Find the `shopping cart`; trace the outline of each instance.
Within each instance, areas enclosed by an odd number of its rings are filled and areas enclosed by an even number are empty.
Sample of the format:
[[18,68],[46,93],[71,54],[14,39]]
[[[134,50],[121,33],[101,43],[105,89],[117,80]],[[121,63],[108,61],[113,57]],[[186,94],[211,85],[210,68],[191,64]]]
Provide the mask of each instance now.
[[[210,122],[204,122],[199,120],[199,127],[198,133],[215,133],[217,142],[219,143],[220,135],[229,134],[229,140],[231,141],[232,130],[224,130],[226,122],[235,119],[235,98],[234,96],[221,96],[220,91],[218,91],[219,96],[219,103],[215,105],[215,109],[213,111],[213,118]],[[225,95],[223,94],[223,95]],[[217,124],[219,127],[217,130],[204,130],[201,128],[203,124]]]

WHAT IS NEEDED: Please render every line of the rows above as a JSON list of strings, with one string per line and no blank lines.

EXERCISE RESULT:
[
  "Find the `shopping cart`; trace the outline of each instance.",
  "Within each instance, areas enclosed by an odd number of its rings are filled and areas enclosed by an even number are empty.",
  "Sample of the format:",
  "[[18,68],[46,93],[71,54],[14,39]]",
  "[[[134,50],[121,33],[101,43],[105,89],[117,80]],[[121,63],[108,61],[113,57]],[[186,94],[211,85],[210,68],[191,64]]]",
  "Provide the mask of each instance now.",
  "[[[210,122],[204,122],[199,120],[199,127],[198,133],[215,133],[217,142],[219,143],[220,135],[229,134],[229,140],[231,141],[232,130],[224,130],[226,122],[235,119],[235,98],[234,96],[221,96],[220,91],[218,91],[219,96],[219,103],[215,105],[215,109],[213,111],[213,118]],[[225,95],[223,94],[223,95]],[[217,124],[219,127],[217,130],[204,130],[201,128],[203,124]]]"
]